* START *
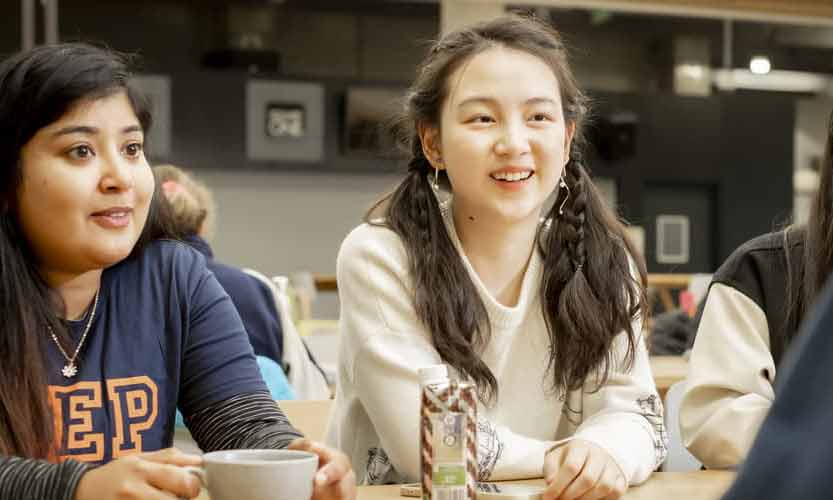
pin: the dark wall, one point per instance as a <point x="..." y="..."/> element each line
<point x="741" y="143"/>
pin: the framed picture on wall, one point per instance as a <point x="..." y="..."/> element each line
<point x="284" y="121"/>
<point x="158" y="90"/>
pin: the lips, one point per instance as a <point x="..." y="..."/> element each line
<point x="113" y="218"/>
<point x="114" y="212"/>
<point x="512" y="174"/>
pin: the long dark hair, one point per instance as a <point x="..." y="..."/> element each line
<point x="807" y="276"/>
<point x="588" y="292"/>
<point x="36" y="88"/>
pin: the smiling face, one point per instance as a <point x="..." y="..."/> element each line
<point x="502" y="139"/>
<point x="86" y="187"/>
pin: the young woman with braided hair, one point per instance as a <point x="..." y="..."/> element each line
<point x="466" y="263"/>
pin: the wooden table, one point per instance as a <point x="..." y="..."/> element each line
<point x="668" y="370"/>
<point x="699" y="485"/>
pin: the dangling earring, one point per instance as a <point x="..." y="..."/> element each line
<point x="563" y="185"/>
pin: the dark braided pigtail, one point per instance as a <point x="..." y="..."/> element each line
<point x="585" y="250"/>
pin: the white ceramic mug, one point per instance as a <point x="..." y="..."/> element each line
<point x="258" y="474"/>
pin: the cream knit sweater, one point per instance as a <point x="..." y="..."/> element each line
<point x="375" y="421"/>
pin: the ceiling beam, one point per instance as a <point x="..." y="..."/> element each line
<point x="805" y="12"/>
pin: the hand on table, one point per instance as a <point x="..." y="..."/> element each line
<point x="157" y="475"/>
<point x="335" y="479"/>
<point x="580" y="470"/>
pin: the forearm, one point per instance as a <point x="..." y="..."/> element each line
<point x="245" y="421"/>
<point x="721" y="431"/>
<point x="30" y="479"/>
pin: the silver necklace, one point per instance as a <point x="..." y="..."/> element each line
<point x="70" y="369"/>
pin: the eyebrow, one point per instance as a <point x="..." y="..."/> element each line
<point x="490" y="100"/>
<point x="87" y="130"/>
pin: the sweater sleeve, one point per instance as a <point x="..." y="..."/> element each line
<point x="30" y="479"/>
<point x="729" y="385"/>
<point x="625" y="415"/>
<point x="386" y="344"/>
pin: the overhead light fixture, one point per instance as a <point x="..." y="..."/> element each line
<point x="779" y="81"/>
<point x="760" y="65"/>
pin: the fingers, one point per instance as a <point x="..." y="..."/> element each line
<point x="335" y="479"/>
<point x="172" y="479"/>
<point x="343" y="489"/>
<point x="172" y="456"/>
<point x="586" y="479"/>
<point x="569" y="462"/>
<point x="332" y="465"/>
<point x="610" y="486"/>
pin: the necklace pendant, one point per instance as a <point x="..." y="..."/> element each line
<point x="69" y="370"/>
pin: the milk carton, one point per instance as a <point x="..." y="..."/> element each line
<point x="448" y="436"/>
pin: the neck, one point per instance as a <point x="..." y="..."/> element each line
<point x="76" y="290"/>
<point x="499" y="251"/>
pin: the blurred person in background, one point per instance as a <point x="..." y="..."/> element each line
<point x="792" y="455"/>
<point x="100" y="311"/>
<point x="539" y="305"/>
<point x="753" y="311"/>
<point x="193" y="212"/>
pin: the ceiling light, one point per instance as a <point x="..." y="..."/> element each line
<point x="759" y="65"/>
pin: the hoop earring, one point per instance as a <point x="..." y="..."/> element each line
<point x="563" y="185"/>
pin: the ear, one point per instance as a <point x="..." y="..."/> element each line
<point x="429" y="139"/>
<point x="569" y="133"/>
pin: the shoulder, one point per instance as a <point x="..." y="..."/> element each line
<point x="372" y="243"/>
<point x="163" y="257"/>
<point x="766" y="249"/>
<point x="758" y="268"/>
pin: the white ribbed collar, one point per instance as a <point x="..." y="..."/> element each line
<point x="500" y="315"/>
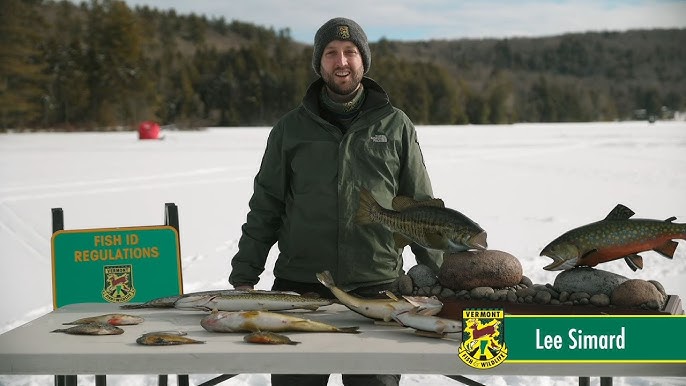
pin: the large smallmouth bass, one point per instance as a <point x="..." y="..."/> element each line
<point x="380" y="309"/>
<point x="615" y="237"/>
<point x="428" y="223"/>
<point x="253" y="321"/>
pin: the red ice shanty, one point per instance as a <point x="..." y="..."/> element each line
<point x="149" y="130"/>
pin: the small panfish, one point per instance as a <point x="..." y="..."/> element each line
<point x="380" y="309"/>
<point x="429" y="323"/>
<point x="92" y="329"/>
<point x="253" y="321"/>
<point x="252" y="301"/>
<point x="615" y="237"/>
<point x="268" y="337"/>
<point x="428" y="223"/>
<point x="165" y="338"/>
<point x="113" y="319"/>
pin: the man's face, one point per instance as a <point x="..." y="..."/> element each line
<point x="341" y="67"/>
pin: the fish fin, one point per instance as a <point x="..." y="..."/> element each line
<point x="401" y="203"/>
<point x="326" y="279"/>
<point x="620" y="212"/>
<point x="634" y="262"/>
<point x="436" y="240"/>
<point x="667" y="249"/>
<point x="368" y="205"/>
<point x="391" y="295"/>
<point x="401" y="241"/>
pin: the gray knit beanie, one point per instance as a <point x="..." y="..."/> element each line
<point x="340" y="28"/>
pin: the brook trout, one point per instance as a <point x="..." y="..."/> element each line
<point x="92" y="329"/>
<point x="253" y="321"/>
<point x="615" y="237"/>
<point x="165" y="338"/>
<point x="428" y="223"/>
<point x="268" y="337"/>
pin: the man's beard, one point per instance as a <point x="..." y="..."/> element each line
<point x="348" y="88"/>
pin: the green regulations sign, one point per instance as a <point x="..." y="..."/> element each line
<point x="116" y="265"/>
<point x="596" y="339"/>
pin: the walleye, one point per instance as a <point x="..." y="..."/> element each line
<point x="252" y="321"/>
<point x="113" y="319"/>
<point x="428" y="223"/>
<point x="91" y="329"/>
<point x="428" y="323"/>
<point x="615" y="237"/>
<point x="252" y="301"/>
<point x="165" y="338"/>
<point x="268" y="337"/>
<point x="168" y="301"/>
<point x="380" y="309"/>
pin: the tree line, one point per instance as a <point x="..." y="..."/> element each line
<point x="103" y="65"/>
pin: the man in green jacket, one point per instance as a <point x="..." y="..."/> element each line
<point x="345" y="136"/>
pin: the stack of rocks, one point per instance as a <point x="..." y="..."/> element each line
<point x="497" y="276"/>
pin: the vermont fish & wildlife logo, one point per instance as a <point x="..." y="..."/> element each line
<point x="483" y="338"/>
<point x="118" y="287"/>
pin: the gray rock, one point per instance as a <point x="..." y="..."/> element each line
<point x="446" y="293"/>
<point x="526" y="281"/>
<point x="634" y="293"/>
<point x="660" y="288"/>
<point x="589" y="280"/>
<point x="422" y="276"/>
<point x="481" y="292"/>
<point x="600" y="300"/>
<point x="471" y="269"/>
<point x="542" y="297"/>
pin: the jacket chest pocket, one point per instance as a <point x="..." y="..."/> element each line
<point x="314" y="165"/>
<point x="378" y="158"/>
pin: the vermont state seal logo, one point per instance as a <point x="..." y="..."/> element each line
<point x="483" y="338"/>
<point x="118" y="286"/>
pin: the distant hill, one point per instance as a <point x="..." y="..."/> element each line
<point x="102" y="65"/>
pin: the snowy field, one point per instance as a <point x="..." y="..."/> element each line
<point x="525" y="184"/>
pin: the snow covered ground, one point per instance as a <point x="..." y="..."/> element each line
<point x="525" y="184"/>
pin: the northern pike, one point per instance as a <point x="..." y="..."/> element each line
<point x="113" y="319"/>
<point x="168" y="301"/>
<point x="91" y="329"/>
<point x="428" y="323"/>
<point x="165" y="338"/>
<point x="616" y="236"/>
<point x="380" y="309"/>
<point x="428" y="223"/>
<point x="252" y="301"/>
<point x="268" y="337"/>
<point x="252" y="321"/>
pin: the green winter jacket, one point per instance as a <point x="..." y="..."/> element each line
<point x="306" y="194"/>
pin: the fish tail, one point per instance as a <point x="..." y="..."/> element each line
<point x="326" y="279"/>
<point x="368" y="206"/>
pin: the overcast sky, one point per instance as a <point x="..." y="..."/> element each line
<point x="441" y="19"/>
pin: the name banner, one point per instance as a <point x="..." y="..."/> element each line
<point x="115" y="265"/>
<point x="596" y="338"/>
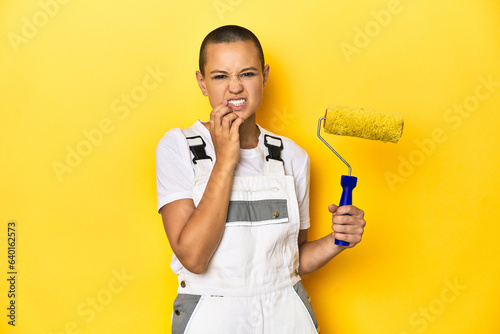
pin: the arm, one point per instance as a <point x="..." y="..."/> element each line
<point x="194" y="233"/>
<point x="315" y="254"/>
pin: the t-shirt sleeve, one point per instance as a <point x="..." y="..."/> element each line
<point x="174" y="173"/>
<point x="302" y="189"/>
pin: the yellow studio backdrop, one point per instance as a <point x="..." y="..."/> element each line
<point x="88" y="88"/>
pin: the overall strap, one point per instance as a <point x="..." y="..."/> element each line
<point x="274" y="163"/>
<point x="202" y="163"/>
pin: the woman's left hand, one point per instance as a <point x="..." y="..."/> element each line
<point x="348" y="223"/>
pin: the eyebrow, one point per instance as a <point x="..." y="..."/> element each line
<point x="243" y="70"/>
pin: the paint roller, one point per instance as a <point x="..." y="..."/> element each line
<point x="362" y="123"/>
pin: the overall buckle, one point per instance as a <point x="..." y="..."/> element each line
<point x="274" y="150"/>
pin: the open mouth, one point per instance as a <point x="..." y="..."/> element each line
<point x="236" y="103"/>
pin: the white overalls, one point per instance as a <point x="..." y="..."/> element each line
<point x="251" y="284"/>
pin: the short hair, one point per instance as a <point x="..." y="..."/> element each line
<point x="229" y="34"/>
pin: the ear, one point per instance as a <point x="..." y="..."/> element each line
<point x="265" y="75"/>
<point x="201" y="82"/>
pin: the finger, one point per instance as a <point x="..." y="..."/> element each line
<point x="235" y="127"/>
<point x="228" y="120"/>
<point x="332" y="208"/>
<point x="351" y="210"/>
<point x="348" y="229"/>
<point x="350" y="238"/>
<point x="219" y="112"/>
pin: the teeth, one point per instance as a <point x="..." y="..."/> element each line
<point x="237" y="103"/>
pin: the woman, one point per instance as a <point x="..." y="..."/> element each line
<point x="234" y="200"/>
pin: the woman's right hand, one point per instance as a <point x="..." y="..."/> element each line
<point x="224" y="130"/>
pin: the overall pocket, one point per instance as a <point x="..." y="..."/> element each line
<point x="184" y="306"/>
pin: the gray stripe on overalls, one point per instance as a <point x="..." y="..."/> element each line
<point x="255" y="211"/>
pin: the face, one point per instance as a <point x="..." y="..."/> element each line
<point x="233" y="72"/>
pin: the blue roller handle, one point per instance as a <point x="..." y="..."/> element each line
<point x="348" y="183"/>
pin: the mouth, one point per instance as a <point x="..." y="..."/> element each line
<point x="237" y="103"/>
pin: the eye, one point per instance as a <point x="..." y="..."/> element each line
<point x="220" y="77"/>
<point x="248" y="74"/>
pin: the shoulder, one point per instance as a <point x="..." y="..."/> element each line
<point x="175" y="138"/>
<point x="288" y="144"/>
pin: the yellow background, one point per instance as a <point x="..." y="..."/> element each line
<point x="431" y="200"/>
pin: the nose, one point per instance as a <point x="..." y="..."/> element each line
<point x="235" y="85"/>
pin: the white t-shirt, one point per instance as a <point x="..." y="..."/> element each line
<point x="175" y="173"/>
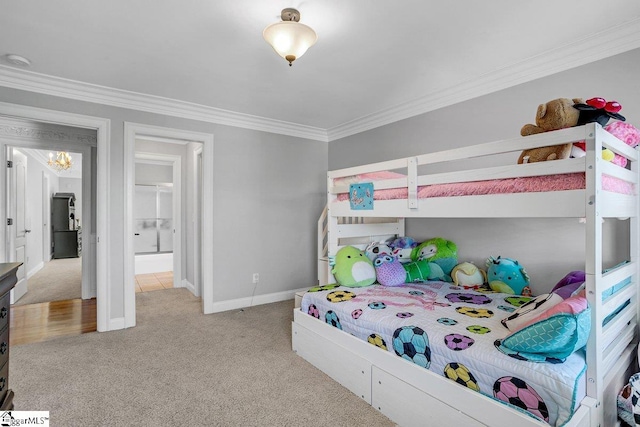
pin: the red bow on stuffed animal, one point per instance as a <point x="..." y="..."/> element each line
<point x="598" y="110"/>
<point x="601" y="104"/>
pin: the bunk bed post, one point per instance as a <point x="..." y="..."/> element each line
<point x="323" y="260"/>
<point x="593" y="268"/>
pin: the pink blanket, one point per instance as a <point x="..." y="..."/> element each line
<point x="559" y="182"/>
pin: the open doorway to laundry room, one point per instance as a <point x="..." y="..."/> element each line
<point x="168" y="167"/>
<point x="157" y="215"/>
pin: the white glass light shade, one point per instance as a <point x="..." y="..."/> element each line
<point x="290" y="39"/>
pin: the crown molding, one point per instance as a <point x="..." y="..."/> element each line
<point x="42" y="158"/>
<point x="80" y="91"/>
<point x="606" y="43"/>
<point x="27" y="131"/>
<point x="600" y="45"/>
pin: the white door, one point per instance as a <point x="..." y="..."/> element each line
<point x="18" y="230"/>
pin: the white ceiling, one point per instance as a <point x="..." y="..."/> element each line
<point x="375" y="61"/>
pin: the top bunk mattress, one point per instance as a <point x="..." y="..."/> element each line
<point x="529" y="184"/>
<point x="457" y="331"/>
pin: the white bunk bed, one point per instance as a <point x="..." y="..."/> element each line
<point x="411" y="395"/>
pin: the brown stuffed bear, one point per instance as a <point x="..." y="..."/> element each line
<point x="556" y="114"/>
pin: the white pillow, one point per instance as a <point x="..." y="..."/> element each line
<point x="530" y="310"/>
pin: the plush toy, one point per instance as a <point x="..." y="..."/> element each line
<point x="569" y="284"/>
<point x="389" y="271"/>
<point x="563" y="113"/>
<point x="402" y="248"/>
<point x="374" y="249"/>
<point x="352" y="268"/>
<point x="507" y="276"/>
<point x="468" y="275"/>
<point x="441" y="252"/>
<point x="419" y="271"/>
<point x="553" y="115"/>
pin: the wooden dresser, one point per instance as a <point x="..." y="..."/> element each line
<point x="8" y="279"/>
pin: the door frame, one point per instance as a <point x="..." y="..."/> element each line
<point x="11" y="195"/>
<point x="137" y="130"/>
<point x="176" y="204"/>
<point x="102" y="239"/>
<point x="46" y="216"/>
<point x="198" y="163"/>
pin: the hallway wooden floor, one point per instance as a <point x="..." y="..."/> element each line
<point x="43" y="321"/>
<point x="46" y="320"/>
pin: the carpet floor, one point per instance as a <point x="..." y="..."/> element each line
<point x="58" y="280"/>
<point x="180" y="367"/>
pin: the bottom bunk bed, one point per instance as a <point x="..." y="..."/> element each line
<point x="420" y="391"/>
<point x="450" y="371"/>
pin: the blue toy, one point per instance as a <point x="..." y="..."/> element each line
<point x="389" y="271"/>
<point x="374" y="249"/>
<point x="507" y="276"/>
<point x="442" y="255"/>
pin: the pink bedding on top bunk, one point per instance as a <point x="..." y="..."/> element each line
<point x="532" y="184"/>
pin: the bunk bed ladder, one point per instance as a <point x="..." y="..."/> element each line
<point x="356" y="231"/>
<point x="612" y="295"/>
<point x="323" y="242"/>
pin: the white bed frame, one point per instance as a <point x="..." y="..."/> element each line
<point x="411" y="395"/>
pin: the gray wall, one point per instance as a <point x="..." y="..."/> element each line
<point x="493" y="117"/>
<point x="268" y="192"/>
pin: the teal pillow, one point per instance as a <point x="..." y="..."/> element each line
<point x="553" y="336"/>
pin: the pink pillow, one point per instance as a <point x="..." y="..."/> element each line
<point x="573" y="305"/>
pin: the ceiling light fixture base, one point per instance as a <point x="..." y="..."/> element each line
<point x="290" y="14"/>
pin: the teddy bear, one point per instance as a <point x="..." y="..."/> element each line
<point x="564" y="113"/>
<point x="556" y="114"/>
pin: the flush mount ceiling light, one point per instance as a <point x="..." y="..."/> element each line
<point x="61" y="162"/>
<point x="17" y="60"/>
<point x="289" y="38"/>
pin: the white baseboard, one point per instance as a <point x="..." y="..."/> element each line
<point x="115" y="324"/>
<point x="35" y="269"/>
<point x="235" y="304"/>
<point x="187" y="284"/>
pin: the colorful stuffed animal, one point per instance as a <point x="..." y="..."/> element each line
<point x="442" y="255"/>
<point x="563" y="113"/>
<point x="352" y="268"/>
<point x="506" y="275"/>
<point x="468" y="275"/>
<point x="389" y="271"/>
<point x="402" y="248"/>
<point x="374" y="249"/>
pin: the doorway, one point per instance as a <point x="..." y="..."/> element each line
<point x="189" y="271"/>
<point x="157" y="216"/>
<point x="52" y="217"/>
<point x="98" y="248"/>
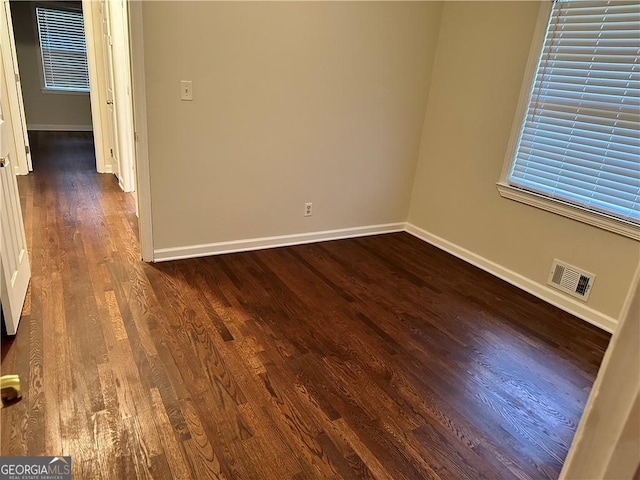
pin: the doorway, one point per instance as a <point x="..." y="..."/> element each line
<point x="105" y="109"/>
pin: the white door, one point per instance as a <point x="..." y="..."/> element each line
<point x="111" y="106"/>
<point x="22" y="164"/>
<point x="14" y="259"/>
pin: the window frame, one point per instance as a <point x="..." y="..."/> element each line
<point x="506" y="190"/>
<point x="60" y="7"/>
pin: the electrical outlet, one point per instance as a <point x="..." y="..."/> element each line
<point x="186" y="90"/>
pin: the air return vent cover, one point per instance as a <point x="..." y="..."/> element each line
<point x="571" y="280"/>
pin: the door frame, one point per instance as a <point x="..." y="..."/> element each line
<point x="133" y="63"/>
<point x="15" y="111"/>
<point x="98" y="103"/>
<point x="138" y="83"/>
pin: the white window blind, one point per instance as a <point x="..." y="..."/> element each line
<point x="63" y="49"/>
<point x="580" y="139"/>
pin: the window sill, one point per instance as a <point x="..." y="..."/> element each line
<point x="605" y="222"/>
<point x="63" y="92"/>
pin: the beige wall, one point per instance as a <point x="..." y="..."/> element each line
<point x="43" y="109"/>
<point x="477" y="74"/>
<point x="293" y="102"/>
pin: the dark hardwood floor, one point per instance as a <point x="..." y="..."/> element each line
<point x="379" y="357"/>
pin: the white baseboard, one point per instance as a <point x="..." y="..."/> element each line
<point x="42" y="127"/>
<point x="192" y="251"/>
<point x="543" y="292"/>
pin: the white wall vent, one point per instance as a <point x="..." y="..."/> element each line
<point x="571" y="280"/>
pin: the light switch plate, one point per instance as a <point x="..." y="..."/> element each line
<point x="186" y="90"/>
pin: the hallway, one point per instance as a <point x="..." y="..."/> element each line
<point x="379" y="357"/>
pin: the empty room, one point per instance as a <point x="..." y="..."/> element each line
<point x="387" y="240"/>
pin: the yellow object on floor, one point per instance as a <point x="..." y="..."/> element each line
<point x="10" y="388"/>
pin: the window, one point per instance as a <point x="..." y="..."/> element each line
<point x="576" y="148"/>
<point x="63" y="50"/>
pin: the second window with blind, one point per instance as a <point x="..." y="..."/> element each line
<point x="63" y="50"/>
<point x="576" y="143"/>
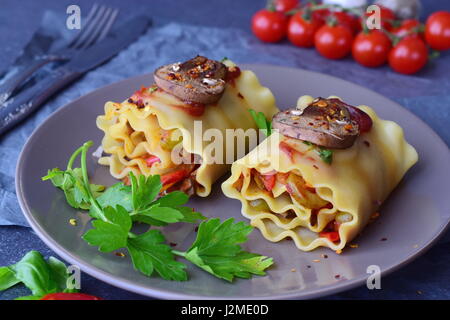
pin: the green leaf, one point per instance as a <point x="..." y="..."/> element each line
<point x="149" y="254"/>
<point x="29" y="298"/>
<point x="326" y="155"/>
<point x="217" y="251"/>
<point x="71" y="182"/>
<point x="117" y="194"/>
<point x="241" y="265"/>
<point x="35" y="274"/>
<point x="111" y="234"/>
<point x="59" y="271"/>
<point x="164" y="214"/>
<point x="144" y="190"/>
<point x="190" y="215"/>
<point x="261" y="122"/>
<point x="173" y="199"/>
<point x="7" y="278"/>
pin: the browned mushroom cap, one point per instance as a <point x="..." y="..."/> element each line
<point x="325" y="122"/>
<point x="199" y="80"/>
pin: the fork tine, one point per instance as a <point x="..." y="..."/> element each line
<point x="109" y="24"/>
<point x="89" y="17"/>
<point x="98" y="28"/>
<point x="94" y="22"/>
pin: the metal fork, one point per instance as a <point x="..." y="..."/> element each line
<point x="99" y="22"/>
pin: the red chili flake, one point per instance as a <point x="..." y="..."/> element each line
<point x="232" y="74"/>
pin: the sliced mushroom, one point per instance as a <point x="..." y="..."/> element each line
<point x="198" y="80"/>
<point x="325" y="122"/>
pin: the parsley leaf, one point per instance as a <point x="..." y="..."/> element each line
<point x="40" y="276"/>
<point x="149" y="253"/>
<point x="325" y="154"/>
<point x="261" y="122"/>
<point x="111" y="234"/>
<point x="117" y="194"/>
<point x="217" y="251"/>
<point x="144" y="190"/>
<point x="7" y="278"/>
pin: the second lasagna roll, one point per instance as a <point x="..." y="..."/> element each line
<point x="142" y="132"/>
<point x="293" y="188"/>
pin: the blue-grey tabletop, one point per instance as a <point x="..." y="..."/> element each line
<point x="215" y="28"/>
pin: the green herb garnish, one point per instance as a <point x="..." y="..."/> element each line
<point x="262" y="122"/>
<point x="114" y="211"/>
<point x="37" y="274"/>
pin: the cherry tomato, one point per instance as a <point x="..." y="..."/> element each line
<point x="406" y="27"/>
<point x="69" y="296"/>
<point x="286" y="5"/>
<point x="409" y="55"/>
<point x="301" y="31"/>
<point x="321" y="14"/>
<point x="333" y="42"/>
<point x="269" y="26"/>
<point x="437" y="30"/>
<point x="348" y="20"/>
<point x="333" y="236"/>
<point x="371" y="49"/>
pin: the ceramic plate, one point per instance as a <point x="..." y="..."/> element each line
<point x="412" y="219"/>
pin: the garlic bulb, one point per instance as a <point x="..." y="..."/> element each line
<point x="403" y="9"/>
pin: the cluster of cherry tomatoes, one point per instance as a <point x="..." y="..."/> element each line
<point x="337" y="32"/>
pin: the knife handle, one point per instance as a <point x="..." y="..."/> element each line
<point x="16" y="109"/>
<point x="24" y="72"/>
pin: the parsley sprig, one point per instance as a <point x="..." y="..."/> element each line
<point x="260" y="119"/>
<point x="37" y="274"/>
<point x="114" y="211"/>
<point x="262" y="122"/>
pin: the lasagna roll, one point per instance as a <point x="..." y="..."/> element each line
<point x="320" y="177"/>
<point x="162" y="129"/>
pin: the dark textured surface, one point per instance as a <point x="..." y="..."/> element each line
<point x="227" y="33"/>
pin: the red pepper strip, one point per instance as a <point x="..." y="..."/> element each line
<point x="269" y="181"/>
<point x="332" y="236"/>
<point x="69" y="296"/>
<point x="174" y="177"/>
<point x="152" y="160"/>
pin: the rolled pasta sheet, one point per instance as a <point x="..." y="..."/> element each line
<point x="141" y="133"/>
<point x="308" y="196"/>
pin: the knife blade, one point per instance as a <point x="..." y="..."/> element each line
<point x="18" y="108"/>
* END *
### Task brief
Emit verbatim the lines running from the one with "pin: the dark textured" through the last line of the data, both endpoints inclusive.

### In response
pin: the dark textured surface, one point per instance as a <point x="..." y="..."/> element each line
<point x="227" y="33"/>
pin: the red pepper strip, one point per instance as a <point x="..." y="..."/> element each line
<point x="269" y="181"/>
<point x="332" y="236"/>
<point x="69" y="296"/>
<point x="174" y="177"/>
<point x="152" y="160"/>
pin: the rolled pasta sheet, one point per instance as a <point x="..." y="..."/> element each line
<point x="141" y="133"/>
<point x="308" y="196"/>
pin: the knife blade, one point per instance as a <point x="..." y="..."/> element each line
<point x="18" y="108"/>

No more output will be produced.